**TASK DETAILS**
Every line from the top of the records below through the one containing "target | small structure in field" must be copied exactly, and the pictures must not be.

******

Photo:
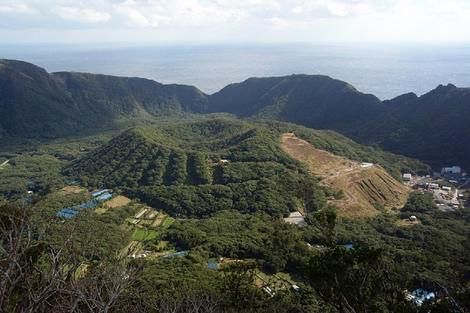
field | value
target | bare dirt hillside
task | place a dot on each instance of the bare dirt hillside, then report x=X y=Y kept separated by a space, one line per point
x=366 y=187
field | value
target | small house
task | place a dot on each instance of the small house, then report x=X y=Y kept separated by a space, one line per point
x=453 y=170
x=407 y=177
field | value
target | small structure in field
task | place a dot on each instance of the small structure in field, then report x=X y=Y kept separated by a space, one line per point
x=453 y=170
x=407 y=177
x=296 y=218
x=420 y=296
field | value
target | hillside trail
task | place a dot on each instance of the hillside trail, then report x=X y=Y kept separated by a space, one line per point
x=367 y=188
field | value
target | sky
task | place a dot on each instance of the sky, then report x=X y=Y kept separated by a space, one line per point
x=162 y=21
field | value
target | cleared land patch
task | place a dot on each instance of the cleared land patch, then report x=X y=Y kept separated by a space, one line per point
x=366 y=187
x=117 y=202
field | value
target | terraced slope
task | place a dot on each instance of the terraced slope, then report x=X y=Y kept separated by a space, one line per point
x=196 y=168
x=367 y=187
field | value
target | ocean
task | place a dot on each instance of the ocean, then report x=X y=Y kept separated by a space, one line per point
x=383 y=70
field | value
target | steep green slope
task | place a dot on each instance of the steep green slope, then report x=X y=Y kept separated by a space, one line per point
x=198 y=168
x=314 y=101
x=434 y=127
x=36 y=103
x=195 y=168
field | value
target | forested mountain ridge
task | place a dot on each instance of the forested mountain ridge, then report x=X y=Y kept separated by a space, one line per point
x=311 y=100
x=195 y=168
x=434 y=127
x=36 y=103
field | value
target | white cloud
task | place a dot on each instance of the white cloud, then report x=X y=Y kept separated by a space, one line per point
x=279 y=23
x=334 y=20
x=18 y=8
x=83 y=15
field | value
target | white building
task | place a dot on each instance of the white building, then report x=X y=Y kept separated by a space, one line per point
x=455 y=170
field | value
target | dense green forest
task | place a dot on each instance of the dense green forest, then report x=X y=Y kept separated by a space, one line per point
x=199 y=168
x=34 y=103
x=202 y=229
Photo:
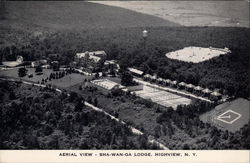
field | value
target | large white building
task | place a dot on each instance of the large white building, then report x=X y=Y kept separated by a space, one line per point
x=90 y=60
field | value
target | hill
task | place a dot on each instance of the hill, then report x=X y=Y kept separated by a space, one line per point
x=76 y=15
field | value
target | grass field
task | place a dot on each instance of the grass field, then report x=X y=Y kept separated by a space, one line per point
x=66 y=81
x=13 y=73
x=163 y=98
x=196 y=54
x=229 y=116
x=69 y=80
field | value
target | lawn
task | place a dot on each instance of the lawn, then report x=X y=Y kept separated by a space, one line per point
x=69 y=80
x=163 y=98
x=66 y=81
x=229 y=116
x=13 y=73
x=196 y=54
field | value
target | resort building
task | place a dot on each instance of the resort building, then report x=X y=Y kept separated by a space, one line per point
x=90 y=61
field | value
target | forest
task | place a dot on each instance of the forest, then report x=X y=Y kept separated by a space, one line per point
x=229 y=73
x=177 y=129
x=40 y=118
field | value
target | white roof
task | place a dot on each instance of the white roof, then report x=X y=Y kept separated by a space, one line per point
x=198 y=88
x=207 y=90
x=135 y=71
x=91 y=56
x=182 y=84
x=216 y=94
x=107 y=84
x=190 y=86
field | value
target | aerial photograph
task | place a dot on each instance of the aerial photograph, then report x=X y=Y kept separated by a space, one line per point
x=124 y=75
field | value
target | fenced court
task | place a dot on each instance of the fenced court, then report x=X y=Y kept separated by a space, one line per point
x=229 y=116
x=162 y=97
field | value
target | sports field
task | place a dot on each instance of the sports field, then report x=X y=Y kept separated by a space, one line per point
x=66 y=81
x=229 y=116
x=162 y=97
x=196 y=54
x=13 y=73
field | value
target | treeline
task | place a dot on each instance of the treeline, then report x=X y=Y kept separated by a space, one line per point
x=40 y=118
x=229 y=73
x=206 y=136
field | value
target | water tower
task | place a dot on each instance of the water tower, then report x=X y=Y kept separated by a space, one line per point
x=144 y=35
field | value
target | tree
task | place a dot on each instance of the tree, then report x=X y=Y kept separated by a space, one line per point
x=39 y=69
x=22 y=72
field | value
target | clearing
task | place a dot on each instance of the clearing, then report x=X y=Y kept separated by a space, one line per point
x=196 y=54
x=229 y=116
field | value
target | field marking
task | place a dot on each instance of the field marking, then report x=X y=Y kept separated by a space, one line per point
x=220 y=117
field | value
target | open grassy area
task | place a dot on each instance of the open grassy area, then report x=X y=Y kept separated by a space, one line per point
x=13 y=73
x=69 y=80
x=162 y=97
x=64 y=82
x=229 y=116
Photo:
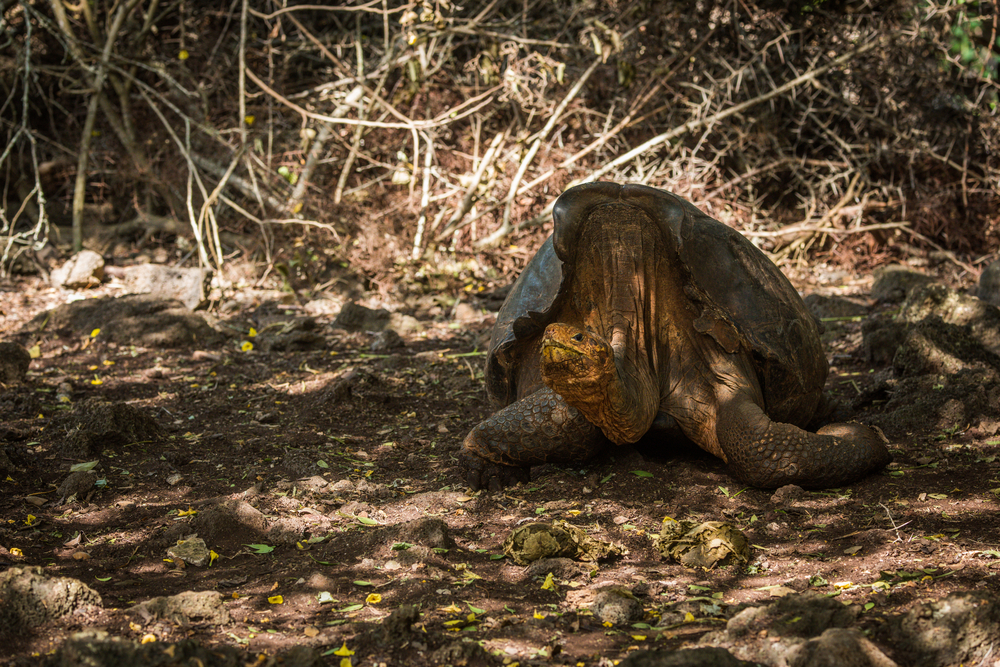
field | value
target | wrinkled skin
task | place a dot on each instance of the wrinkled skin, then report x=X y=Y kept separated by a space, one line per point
x=658 y=319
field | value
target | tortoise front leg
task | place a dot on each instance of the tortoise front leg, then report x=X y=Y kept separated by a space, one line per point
x=540 y=428
x=770 y=454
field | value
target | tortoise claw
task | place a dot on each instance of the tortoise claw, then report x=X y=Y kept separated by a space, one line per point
x=483 y=474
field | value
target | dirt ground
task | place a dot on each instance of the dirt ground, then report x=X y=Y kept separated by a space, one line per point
x=323 y=477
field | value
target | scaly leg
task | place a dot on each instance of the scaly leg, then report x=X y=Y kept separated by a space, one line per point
x=539 y=428
x=770 y=454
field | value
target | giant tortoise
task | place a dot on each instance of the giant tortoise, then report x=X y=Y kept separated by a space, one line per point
x=642 y=314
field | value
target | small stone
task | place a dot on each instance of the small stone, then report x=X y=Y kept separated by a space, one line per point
x=190 y=550
x=615 y=604
x=386 y=340
x=82 y=270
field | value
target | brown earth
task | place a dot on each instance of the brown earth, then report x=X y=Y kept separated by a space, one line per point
x=324 y=477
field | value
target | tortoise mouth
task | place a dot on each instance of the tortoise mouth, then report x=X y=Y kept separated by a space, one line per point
x=565 y=345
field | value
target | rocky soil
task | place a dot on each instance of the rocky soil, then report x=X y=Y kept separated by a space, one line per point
x=279 y=484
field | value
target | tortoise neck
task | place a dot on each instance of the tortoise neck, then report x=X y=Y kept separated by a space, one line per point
x=622 y=400
x=630 y=407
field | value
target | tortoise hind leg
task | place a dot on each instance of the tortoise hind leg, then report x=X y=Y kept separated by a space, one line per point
x=540 y=428
x=769 y=454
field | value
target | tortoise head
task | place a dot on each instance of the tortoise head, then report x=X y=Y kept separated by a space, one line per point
x=576 y=364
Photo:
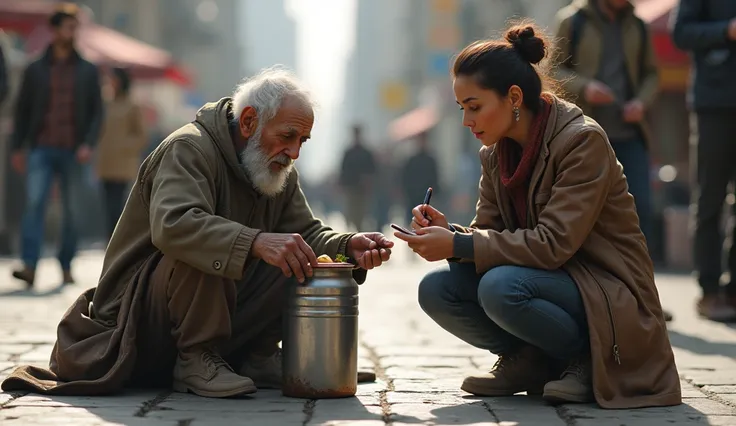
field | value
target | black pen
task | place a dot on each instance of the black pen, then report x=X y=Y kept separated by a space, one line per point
x=427 y=197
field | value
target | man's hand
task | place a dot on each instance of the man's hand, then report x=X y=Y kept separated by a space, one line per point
x=286 y=251
x=18 y=161
x=433 y=243
x=369 y=249
x=84 y=154
x=433 y=217
x=732 y=29
x=597 y=93
x=634 y=111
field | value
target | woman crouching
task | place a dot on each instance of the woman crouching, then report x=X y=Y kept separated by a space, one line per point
x=553 y=274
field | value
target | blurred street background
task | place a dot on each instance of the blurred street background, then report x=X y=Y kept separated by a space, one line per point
x=379 y=69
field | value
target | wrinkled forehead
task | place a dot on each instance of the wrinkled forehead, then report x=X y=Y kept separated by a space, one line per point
x=294 y=113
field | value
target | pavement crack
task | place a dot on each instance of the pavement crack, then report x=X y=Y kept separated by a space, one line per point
x=711 y=395
x=564 y=414
x=13 y=396
x=381 y=374
x=488 y=408
x=152 y=403
x=308 y=411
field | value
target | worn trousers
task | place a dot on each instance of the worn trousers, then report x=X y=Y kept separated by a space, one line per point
x=508 y=307
x=114 y=193
x=186 y=309
x=713 y=156
x=45 y=164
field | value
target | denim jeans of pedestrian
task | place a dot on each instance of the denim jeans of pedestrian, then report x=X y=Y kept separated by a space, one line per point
x=634 y=157
x=508 y=307
x=44 y=165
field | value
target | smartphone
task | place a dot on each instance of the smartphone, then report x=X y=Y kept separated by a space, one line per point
x=402 y=229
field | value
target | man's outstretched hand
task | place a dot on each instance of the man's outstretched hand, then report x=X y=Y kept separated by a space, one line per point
x=286 y=251
x=369 y=249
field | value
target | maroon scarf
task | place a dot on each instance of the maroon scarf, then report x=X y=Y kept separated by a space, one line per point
x=516 y=165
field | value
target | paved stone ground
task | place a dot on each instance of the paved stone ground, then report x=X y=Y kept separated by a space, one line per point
x=419 y=366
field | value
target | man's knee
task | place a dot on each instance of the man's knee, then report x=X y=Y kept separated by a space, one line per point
x=498 y=290
x=171 y=275
x=433 y=291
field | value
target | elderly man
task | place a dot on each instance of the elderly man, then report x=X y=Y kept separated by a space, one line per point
x=193 y=278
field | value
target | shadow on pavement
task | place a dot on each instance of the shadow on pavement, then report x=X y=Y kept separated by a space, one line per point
x=701 y=346
x=32 y=293
x=526 y=410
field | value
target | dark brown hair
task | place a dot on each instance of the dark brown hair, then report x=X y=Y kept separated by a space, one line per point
x=499 y=64
x=63 y=11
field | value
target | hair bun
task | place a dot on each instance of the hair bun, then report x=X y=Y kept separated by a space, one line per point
x=524 y=40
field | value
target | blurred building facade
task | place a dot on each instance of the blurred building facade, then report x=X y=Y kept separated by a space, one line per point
x=401 y=62
x=201 y=34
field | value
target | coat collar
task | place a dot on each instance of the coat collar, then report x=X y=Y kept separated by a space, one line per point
x=562 y=114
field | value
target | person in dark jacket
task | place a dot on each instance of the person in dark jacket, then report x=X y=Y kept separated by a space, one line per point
x=58 y=115
x=707 y=29
x=3 y=75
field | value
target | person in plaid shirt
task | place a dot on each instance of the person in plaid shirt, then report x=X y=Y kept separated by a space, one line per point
x=58 y=114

******

**YOUR SOLUTION**
Photo:
field | value
target | bare dirt hillside
task | place a dot on each instance of the bare dirt hillside, then report x=X y=Y kept separated by a space, one line per point
x=366 y=187
field | value
target | small house
task | place a dot on each instance of the small house, then report x=X y=Y kept separated by a space, one line per point
x=453 y=170
x=407 y=177
field | value
target | small structure in field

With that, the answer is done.